■ Challenge
Quote the data below in full, please, without altering anything.

■ Provided information
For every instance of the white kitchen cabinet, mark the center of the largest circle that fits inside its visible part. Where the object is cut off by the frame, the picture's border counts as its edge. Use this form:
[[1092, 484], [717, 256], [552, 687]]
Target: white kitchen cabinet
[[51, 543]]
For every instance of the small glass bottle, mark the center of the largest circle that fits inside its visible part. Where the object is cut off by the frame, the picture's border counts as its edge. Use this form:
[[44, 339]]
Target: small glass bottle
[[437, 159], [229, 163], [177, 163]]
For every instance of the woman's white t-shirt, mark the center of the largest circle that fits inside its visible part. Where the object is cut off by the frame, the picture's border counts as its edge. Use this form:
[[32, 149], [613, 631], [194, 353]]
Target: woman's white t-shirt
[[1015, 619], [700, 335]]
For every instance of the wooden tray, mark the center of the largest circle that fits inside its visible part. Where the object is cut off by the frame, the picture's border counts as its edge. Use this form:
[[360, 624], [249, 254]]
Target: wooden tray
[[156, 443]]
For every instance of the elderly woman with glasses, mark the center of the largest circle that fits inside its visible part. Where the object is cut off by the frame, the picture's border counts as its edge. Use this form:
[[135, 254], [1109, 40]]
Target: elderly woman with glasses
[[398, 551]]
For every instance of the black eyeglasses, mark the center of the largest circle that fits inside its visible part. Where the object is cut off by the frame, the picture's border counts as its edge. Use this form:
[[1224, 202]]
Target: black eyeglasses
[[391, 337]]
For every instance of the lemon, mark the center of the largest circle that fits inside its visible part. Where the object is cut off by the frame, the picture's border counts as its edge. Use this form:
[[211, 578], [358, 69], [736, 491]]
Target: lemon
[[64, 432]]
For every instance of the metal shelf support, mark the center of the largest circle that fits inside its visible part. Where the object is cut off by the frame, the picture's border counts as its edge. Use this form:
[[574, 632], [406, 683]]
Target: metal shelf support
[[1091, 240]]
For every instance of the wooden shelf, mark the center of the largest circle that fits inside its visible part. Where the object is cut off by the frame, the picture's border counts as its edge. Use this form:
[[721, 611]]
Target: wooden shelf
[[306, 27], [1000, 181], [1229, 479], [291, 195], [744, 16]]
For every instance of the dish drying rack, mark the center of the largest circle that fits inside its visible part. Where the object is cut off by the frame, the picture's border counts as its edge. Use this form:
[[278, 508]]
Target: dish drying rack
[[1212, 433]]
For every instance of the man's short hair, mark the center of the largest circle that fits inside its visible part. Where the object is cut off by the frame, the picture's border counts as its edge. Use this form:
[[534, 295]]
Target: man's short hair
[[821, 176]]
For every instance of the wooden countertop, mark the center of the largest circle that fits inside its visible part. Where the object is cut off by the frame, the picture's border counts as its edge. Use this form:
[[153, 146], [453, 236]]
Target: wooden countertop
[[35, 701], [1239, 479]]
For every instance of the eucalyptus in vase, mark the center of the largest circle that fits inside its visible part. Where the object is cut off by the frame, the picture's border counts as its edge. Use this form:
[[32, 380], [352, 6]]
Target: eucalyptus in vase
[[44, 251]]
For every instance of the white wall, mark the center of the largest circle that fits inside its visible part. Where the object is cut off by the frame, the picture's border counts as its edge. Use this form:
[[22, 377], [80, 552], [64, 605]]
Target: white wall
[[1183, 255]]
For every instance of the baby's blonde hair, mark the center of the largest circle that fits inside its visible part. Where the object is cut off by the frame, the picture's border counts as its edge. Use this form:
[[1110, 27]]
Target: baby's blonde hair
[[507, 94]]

■ Written reply
For every instance of the white kitchen cabinet, mark the center of the largest circle that fits inside its visible part. Where the object is cut off by the frame, the picture's border counts as its edge. Use this form:
[[1092, 484], [717, 256], [552, 687]]
Target: white kitchen cabinet
[[51, 543]]
For every instance of the small glass bottle, mark the center of the largest circle that fits inside its visible part. Where the object is cut off by the frame, the picture's border counts as its edge. Use this form:
[[44, 339]]
Target: small glass bottle
[[437, 159], [229, 163], [177, 163]]
For every instance of the woman's white t-shirt, mark the center of the largest circle that fits inside its visible part. Where the object is cut off by the frame, the picture's border counts as its edge. Use this form:
[[32, 149], [613, 631], [194, 353]]
Target: woman's white t-shirt
[[1015, 619], [700, 335]]
For every instance of the wooden tray, mark the center of the largest circle that fits inside its visible part. Where the object is cut off by the frame, the picture's border counts as its edge. Use this form:
[[360, 624], [249, 254]]
Target: wooden tray
[[156, 443]]
For every instance of the elderly woman with glasses, mark the center of the largest circle that fits inside its visible part. Where the object is cut off by the frame, the picture's border counts as its edge. Use this form:
[[135, 254], [1109, 40]]
Target: elderly woman with glasses
[[398, 551]]
For every instance of the black eyeglasses, mark the center of the largest circle that fits inside its visible part. Where the object is cut off by the frame, the picture's border counts as its edge. Use this form:
[[1224, 202]]
Target: black eyeglasses
[[391, 337]]
For every instance of the lemon, mark the center of the largest circle that fits inside its visible part. Where the object is cut off by the frame, the picture's border counts as its edge. Use this form:
[[211, 578], [358, 69], [736, 491]]
Target: lemon
[[64, 432]]
For every instance of the metal shelf support, mark the center of the largest circle that fits inside its visible part. Where the object is cut off by the frame, the picture's border counts as its edge. Use this form:
[[574, 632], [406, 683]]
Target: metal shelf support
[[1091, 240]]
For every instance of the wooden shelf, mark the center of the largest circle that fits inside its visible part. Where the object is cut off by the frame, the picture's border counts as its edge. Use this form:
[[721, 611]]
Target: wooden shelf
[[306, 27], [1000, 181], [1229, 479], [291, 195], [744, 16]]
For every instance of the dish drying rack, mark the center of the largest circle that fits inside its visible part. Where the object is cut off by the frame, the picture's border counts as its edge. Use this form:
[[278, 508]]
Target: dish drying rack
[[1212, 433]]
For every instance of the man's short hair, mark the center of the largest circle that fits inside its visible part. Where the object is cut off by the frame, the picture's border counts as its edge. Use this form:
[[534, 295]]
Target: man's short hair
[[821, 176]]
For every instance of the wooden countertop, mark the center of the largest circle that fits inside its visible part. Where the object is cut off by the frame, the picture's border counts as its edge. Use this form:
[[153, 146], [453, 236]]
Target: wooden countertop
[[35, 701], [1239, 479]]
For every instance of the eucalyptus in vase, mark the center of the largest circle that fits inside its visible part. Where the object is cut off by the frame, the picture's border counts as its edge. Use this form:
[[32, 380], [352, 6]]
Target: eucalyptus in vase
[[44, 251]]
For every instance of the white wall, mark the center of the largest circle that fits inside its visible part. Where the object is cut off by the frame, the picture's border counts as its edge. Use this form:
[[22, 377], [80, 552], [64, 605]]
Target: white wall
[[1183, 255]]
For every instance of the baby's blonde hair, mark the center of the largest circle that fits inside its visible part. Where the object is cut off by the frame, the picture's border counts as its edge. Use this form:
[[1110, 27]]
Target: baby's blonde hair
[[507, 94]]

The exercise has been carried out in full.